* **Selected excerpt**:
* Begin *

When Army Gen. Robert Brown was set to retire as commander of U.S. Army Pacific after a 38-year military career in 2019, he was mindful of sage advice given by those who retired before him.

“Never take the first job offered when you retire from the Army,” he recalled during a phone interview April 28.

He promptly ignored that advice when the first offer arrived, to lead the Association of the U.S. Army.

“I took it in a heartbeat,” said the former four-star general who has been president and CEO of the association since October 2021.

That second career was a natural fit.

Brown played a key role in AUSA’s launch in 2013 of the Land Forces Pacific Symposium and Exhibition, or LANPAC, in Honolulu. And since taking the reins at AUSA, he has shepherded the conference into a cornerstone event for the organization.

This year’s LANPAC, which begins Tuesday, however, will be the last steered by Brown, who plans to “fully retire” in early 2027.

Brown’s career frequently intersected with the Indo-Pacific region, from his command of the 1st Brigade Combat Team, 25th Infantry Division, from 2003 to 2005, to commanding I Corps headquartered at Joint Base Lewis-McChord, Wash., from 2012 to 2014.

Brown said that upon taking that latter command, he received “the clearest guidance I’ve ever gotten in my life,” with President Barack Obama, Defense Secretary Leon Panetta and Secretary of the Army John McHugh all declaring the U.S. military would be pivoting to the Pacific.

“So, it was pretty obvious: rebalance,” Brown said. “But then, OK, how do you do it?”

* End *

* **Challenges**:
[a] Answer these questions about the Robert Brown article:
(i) Since when has Brown been president and CEO of the association?
(ii) In what year did AUSA launch LANPAC?
(iii) During which years did Brown command I Corps?
[b] Could you continue the Robert Brown article, beginning right after its last sentence?
The records have no connection to the Robert Brown article.

* **Excerpted records**:
* Begin *

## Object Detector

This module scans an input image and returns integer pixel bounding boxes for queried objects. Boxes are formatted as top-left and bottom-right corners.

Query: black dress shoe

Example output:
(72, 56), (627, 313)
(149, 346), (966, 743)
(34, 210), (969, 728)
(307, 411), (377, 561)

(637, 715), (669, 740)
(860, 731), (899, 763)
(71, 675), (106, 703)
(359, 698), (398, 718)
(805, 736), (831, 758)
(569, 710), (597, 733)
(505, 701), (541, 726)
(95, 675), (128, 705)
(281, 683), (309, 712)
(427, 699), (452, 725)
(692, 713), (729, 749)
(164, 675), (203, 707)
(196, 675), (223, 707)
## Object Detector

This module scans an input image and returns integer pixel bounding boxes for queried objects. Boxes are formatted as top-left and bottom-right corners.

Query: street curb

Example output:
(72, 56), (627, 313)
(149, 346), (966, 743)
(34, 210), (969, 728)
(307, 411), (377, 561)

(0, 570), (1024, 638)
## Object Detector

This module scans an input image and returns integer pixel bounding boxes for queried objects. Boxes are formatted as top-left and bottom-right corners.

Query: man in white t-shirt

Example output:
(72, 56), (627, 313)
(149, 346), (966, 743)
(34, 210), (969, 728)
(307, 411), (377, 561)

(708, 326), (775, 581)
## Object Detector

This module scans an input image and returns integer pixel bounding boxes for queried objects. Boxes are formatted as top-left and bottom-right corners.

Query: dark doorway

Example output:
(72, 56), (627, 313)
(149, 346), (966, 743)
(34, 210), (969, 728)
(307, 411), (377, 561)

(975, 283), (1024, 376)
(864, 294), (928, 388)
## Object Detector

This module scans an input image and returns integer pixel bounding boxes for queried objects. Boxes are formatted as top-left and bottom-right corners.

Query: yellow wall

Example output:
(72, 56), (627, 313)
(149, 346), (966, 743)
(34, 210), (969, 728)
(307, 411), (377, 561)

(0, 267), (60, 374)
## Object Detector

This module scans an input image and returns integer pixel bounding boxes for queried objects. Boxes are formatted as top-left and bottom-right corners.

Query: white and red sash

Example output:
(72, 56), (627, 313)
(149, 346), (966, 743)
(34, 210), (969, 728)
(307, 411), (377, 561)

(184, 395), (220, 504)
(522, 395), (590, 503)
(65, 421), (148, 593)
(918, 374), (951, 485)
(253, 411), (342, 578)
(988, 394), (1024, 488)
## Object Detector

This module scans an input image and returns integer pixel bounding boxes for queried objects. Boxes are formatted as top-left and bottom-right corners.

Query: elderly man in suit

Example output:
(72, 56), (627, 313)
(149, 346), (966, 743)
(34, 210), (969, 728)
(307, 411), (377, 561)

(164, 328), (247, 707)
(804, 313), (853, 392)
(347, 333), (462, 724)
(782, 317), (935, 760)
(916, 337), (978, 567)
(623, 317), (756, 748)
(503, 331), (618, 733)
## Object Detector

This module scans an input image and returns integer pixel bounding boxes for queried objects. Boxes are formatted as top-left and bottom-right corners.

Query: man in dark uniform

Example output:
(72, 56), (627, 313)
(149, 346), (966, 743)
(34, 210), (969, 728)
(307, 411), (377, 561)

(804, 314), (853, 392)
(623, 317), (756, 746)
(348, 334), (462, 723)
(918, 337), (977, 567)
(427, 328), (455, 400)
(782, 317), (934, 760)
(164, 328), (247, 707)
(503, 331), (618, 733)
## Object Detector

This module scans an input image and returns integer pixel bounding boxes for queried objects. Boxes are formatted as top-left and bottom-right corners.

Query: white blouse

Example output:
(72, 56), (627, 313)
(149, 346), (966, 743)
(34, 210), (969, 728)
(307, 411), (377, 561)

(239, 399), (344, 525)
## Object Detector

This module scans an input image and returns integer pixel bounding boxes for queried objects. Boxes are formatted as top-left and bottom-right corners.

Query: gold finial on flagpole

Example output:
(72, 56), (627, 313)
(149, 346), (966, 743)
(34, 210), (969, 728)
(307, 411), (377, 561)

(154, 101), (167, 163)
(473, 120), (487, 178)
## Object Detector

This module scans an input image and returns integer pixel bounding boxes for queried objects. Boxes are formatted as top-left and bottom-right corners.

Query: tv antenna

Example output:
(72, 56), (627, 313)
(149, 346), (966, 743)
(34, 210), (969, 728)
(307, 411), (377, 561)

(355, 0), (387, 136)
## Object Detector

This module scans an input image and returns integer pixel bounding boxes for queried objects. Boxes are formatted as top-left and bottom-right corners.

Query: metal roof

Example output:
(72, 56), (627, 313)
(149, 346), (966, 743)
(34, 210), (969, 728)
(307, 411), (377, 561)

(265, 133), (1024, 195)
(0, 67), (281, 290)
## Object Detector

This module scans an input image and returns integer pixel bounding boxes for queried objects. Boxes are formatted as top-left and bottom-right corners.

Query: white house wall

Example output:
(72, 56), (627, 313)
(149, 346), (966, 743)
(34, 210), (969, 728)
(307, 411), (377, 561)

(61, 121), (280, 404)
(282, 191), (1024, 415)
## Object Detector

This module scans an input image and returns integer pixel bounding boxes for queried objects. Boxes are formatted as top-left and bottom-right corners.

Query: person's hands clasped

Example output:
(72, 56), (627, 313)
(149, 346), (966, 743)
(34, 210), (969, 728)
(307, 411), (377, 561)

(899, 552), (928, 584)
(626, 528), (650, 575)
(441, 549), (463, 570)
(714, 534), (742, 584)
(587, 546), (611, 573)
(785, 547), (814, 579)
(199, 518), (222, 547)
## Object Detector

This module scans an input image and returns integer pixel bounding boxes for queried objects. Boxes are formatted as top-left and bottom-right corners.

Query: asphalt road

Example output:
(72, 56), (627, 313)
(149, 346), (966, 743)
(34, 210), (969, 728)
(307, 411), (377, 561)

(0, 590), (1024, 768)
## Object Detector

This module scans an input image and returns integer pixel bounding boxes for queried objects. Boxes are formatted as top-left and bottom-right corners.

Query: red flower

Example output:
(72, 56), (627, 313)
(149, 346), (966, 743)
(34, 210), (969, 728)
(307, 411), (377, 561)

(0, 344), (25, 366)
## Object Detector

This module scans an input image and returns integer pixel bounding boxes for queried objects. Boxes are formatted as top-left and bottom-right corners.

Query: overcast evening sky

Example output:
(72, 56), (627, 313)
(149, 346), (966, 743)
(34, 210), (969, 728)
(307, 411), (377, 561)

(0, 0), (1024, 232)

* End *

* **Exercise responses**:
[a]
(i) Since October 2021.
(ii) 2013.
(iii) From 2012 to 2014.

[b]
The notion of holding an annual land forces conference focusing on the region arose from a chance meeting he had with retired Gen. Gordon Sullivan, at the time the president of AUSA.

Sullivan tossed out the idea of a symposium where “we can pull the Indo-Pacific nations together,” Brown said.

Brown said he got buy-in for the idea from the then-commander of U.S. Army Pacific, Lt. Gen. Francis Wiercinski, and Adm. Samuel Locklear, then commander of U.S. Pacific Command.

“So, the intention – and it worked -- was to bring everybody, allies and partners, closer together, understanding more the challenges, understanding each other better, understanding what China was trying to do, what North Korea was trying to do,” Brown said.

The first years of the symposium were low-key affairs, with panels and speakers almost all from the United States, he said. Now military officials from three dozen Indo-Pacific nations attend, with many eager to be panelists, Brown said.

By Brown’s reckoning, a LANPAC watershed moment came in 2016 when during the opening keynote speech Adm. Harry Harris, chief at what was PACOM, now Indo-Pacific Command, tasked the assembled Army brass with projecting power from land to sink ships.

“We have it now today, the PrSM missile, Precision Strike Missile,” he said. The missile was employed in Operation Epic Fury against Iran this year.

“And LANPAC was important, because if an Army general had asked for it, I don’t think we’d have it,” Brown said with a chuckle. “But a PACOM commander, a Navy admiral, asking the Army to be able to take ships -- we got it.”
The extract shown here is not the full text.